### TEXT BLOCK
# For Sale: 2006 Chevrolet Suburban 2500



## MtnBikrTN (Mar 23, 2009)

Excellent tow vehicle (TV) for sale. 4wd, Leather, DVD, XM radio, Onstar, Multi-CD player. More pics coming. Near Knoxville, TN. Only 68,232 miles, $21,500.00.
Link to 2006 Chevrolet Suburban

SOLD.


----------



## Sweathog62 (Jul 28, 2005)

Wow! I hate to see that beast have to sell. I'll touch base with a few guys here in OKC and send them your way....Not a bad price.

Brad


----------



## MtnBikrTN (Mar 23, 2009)

Sweathog62 said:


> Wow! I hate to see that beast have to sell. I'll touch base with a few guys here in OKC and send them your way....Not a bad price.
> 
> Brad


It will pass everything on the road except a gas station. I see you're in Edmond. We used to live in Broken Arrow.


----------



## Sweathog62 (Jul 28, 2005)

MtnBikrTN said:


> Wow! I hate to see that beast have to sell. I'll touch base with a few guys here in OKC and send them your way....Not a bad price.
> 
> Brad


It will pass everything on the road except a gas station. I see you're in Edmond. We used to live in Broken Arrow.
[/quote]

Did your unit sell? We just returned from broken arrow to see the inlaws. We also lived at 91st and olive for about 6 years before returning to Edmond. Don't tell anyone about our low cost of living. Lol!

Ps-I drive a 1994 one family owned camry with purple windows and 4 cylinder engine to and from work. People don't think you have insurance and leave you alone. I could not afford the gas bill on the burb. But for vacation to yellowstone what's 1500 bucks for fuel!!!
priceless summing I have a job


----------



## MtnBikrTN (Mar 23, 2009)

Sweathog62 said:


> Wow! I hate to see that beast have to sell. I'll touch base with a few guys here in OKC and send them your way....Not a bad price.

(Portion of a data file)
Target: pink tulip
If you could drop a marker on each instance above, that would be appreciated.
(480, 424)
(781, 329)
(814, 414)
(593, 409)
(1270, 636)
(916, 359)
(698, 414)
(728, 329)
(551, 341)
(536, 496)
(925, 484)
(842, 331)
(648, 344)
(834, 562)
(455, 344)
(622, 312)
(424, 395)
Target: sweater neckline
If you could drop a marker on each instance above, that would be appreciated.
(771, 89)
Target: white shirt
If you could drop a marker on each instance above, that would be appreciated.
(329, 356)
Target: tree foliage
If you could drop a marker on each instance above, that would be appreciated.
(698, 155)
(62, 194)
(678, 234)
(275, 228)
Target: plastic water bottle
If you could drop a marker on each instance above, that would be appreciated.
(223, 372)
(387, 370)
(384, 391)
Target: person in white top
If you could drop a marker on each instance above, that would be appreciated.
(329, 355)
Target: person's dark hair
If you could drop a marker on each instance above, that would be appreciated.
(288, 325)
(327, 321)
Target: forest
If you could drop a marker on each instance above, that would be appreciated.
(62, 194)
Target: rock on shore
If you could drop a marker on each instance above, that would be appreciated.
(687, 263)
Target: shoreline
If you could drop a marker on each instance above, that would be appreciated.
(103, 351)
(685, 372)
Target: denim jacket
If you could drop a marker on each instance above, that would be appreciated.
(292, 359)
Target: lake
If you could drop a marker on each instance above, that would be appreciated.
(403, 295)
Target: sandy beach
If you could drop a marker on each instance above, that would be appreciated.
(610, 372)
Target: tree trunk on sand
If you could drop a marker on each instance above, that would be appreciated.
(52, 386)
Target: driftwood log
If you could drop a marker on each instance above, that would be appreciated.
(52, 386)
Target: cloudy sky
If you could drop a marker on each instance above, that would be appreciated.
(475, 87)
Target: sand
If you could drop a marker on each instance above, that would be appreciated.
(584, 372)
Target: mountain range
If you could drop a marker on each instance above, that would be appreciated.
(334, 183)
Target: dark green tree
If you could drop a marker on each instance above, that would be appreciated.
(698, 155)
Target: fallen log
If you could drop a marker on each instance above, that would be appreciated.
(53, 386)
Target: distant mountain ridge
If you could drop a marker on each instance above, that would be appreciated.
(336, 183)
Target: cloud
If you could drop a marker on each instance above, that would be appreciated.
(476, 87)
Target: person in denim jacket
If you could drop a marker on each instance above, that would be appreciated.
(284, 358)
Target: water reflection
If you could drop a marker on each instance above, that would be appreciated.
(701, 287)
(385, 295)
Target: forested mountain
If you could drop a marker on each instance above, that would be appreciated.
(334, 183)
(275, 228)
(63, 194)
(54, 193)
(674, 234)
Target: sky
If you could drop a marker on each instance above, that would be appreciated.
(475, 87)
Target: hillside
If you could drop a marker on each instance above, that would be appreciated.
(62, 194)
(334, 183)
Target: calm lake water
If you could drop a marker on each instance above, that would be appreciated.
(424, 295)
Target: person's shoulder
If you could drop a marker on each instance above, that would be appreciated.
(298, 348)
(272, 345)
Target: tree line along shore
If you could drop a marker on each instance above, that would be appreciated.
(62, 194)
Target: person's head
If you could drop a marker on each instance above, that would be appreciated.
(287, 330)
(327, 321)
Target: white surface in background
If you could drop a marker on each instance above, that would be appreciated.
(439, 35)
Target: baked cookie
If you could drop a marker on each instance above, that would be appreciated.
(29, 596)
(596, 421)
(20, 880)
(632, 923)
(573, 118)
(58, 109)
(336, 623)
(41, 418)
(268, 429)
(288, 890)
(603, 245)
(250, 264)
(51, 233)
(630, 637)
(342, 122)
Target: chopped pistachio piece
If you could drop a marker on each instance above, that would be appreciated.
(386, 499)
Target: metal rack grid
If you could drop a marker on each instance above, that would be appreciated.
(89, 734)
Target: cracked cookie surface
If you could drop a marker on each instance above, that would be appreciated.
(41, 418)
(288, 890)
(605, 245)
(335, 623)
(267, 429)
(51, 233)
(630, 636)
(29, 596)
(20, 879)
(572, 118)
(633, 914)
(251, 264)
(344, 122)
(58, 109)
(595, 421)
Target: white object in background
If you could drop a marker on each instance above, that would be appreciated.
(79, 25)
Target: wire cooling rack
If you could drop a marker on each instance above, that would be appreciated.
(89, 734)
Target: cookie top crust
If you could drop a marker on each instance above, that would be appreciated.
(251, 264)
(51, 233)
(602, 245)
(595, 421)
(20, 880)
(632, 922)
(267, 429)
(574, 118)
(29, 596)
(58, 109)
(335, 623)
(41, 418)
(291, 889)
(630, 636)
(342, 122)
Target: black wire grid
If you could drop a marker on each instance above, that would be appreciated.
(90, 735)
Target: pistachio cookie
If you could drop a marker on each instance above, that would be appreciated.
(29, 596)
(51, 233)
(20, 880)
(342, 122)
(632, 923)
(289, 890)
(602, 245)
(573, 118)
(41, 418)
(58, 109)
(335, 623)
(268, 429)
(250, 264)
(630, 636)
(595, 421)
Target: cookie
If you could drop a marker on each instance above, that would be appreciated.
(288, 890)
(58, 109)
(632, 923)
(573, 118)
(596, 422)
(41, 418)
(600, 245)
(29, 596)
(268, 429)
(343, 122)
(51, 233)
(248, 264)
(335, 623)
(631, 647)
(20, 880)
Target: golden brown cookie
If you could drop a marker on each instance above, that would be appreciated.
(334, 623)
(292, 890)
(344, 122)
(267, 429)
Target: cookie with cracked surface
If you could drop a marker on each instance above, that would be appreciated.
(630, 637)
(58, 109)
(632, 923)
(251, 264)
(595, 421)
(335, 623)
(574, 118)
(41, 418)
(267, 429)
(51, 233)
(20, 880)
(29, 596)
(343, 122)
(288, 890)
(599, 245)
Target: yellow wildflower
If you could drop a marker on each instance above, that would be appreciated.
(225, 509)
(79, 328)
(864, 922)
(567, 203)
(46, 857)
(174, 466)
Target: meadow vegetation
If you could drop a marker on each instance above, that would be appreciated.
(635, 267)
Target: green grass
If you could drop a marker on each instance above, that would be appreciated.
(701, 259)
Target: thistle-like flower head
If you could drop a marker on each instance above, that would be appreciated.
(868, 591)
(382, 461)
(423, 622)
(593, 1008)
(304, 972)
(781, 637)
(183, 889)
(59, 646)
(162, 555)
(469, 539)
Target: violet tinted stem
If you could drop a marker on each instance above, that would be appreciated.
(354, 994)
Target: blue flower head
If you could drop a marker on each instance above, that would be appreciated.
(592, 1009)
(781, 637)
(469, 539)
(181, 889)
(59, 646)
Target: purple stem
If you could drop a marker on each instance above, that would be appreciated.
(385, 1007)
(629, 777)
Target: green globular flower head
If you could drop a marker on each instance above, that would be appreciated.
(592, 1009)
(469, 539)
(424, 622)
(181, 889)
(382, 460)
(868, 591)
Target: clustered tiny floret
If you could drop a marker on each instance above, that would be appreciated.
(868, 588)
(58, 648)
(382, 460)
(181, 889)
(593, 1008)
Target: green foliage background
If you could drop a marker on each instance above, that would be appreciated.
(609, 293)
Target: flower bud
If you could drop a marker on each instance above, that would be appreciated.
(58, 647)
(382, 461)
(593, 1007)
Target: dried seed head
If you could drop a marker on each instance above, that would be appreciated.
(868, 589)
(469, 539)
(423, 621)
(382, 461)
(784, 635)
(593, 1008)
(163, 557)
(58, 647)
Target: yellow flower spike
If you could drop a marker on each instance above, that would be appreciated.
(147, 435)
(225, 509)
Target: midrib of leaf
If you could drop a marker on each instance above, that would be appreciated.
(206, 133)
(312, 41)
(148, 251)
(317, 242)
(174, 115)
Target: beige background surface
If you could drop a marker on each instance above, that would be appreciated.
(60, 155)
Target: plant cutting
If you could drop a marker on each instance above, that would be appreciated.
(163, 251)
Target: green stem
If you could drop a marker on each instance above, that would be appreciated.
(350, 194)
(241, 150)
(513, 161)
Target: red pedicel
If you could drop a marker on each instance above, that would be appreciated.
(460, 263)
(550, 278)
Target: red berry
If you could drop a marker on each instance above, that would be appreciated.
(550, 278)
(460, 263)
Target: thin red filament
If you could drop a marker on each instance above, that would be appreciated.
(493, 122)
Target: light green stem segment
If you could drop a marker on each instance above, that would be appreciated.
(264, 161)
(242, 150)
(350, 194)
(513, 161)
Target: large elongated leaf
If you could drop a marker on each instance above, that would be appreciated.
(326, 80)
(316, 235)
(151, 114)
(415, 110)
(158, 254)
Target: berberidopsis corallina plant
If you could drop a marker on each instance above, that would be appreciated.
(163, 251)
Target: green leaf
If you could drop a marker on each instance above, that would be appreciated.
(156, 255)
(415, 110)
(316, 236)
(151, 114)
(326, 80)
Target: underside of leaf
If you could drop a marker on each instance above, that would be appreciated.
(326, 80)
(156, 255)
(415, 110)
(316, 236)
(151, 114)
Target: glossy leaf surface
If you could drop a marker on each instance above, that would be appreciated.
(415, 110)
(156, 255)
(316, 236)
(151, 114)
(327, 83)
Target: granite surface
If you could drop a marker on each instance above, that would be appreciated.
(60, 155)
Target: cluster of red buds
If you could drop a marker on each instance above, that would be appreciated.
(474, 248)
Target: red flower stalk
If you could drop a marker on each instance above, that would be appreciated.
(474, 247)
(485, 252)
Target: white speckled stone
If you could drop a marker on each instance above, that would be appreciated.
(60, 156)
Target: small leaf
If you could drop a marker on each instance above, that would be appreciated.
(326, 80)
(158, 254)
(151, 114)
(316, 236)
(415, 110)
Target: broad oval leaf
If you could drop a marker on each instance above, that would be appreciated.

### WRITTEN TASKS
- 1) Count the lines of the records that contain the string "tree", and give only the number.
- 2) Continue the forum thread about the 2006 Chevrolet Suburban for sale from its final line.

### WRITTEN ANSWERS
- 1) 4

- 2)
> 
> Brad


It will pass everything on the road except a gas station. I see you're in Edmond. We used to live in Broken Arrow.
[/quote]

Did your unit sell? We just returned from broken arrow to see the inlaws. We also lived at 91st and olive for about 6 years before returning to Edmond. Don't tell anyone about our low cost of living. Lol!

Ps-I drive a 1994 one family owned camry with purple windows and 4 cylinder engine to and from work. People don't think you have insurance and leave you alone. I could not afford the gas bill on the burb. But for vacation to yellowstone what's 1500 bucks for fuel!!!
priceless summing I have a job
[/quote]
We were near 71st and Garnett. I called it barely B.A. since Garnett was the Tulsa/B.A. border. We were in UNION Schools. We were there from 1999 till 2005. We have great memories from OK. I have an offer on the BEAST.


----------



## mswalt (Sep 14, 2004)

A 2500 Burb is a great tow vehicle. We towed with ours (also with the 8.1L, btw) and it is a mean TV!

Anyone would be proud to own it, I would think. We don't use ours for towing anymore, but my DW still uses it as a daily driver. Even if it only gets 11 mpg!!

Mark


----------



## MtnBikrTN (Mar 23, 2009)

Sold.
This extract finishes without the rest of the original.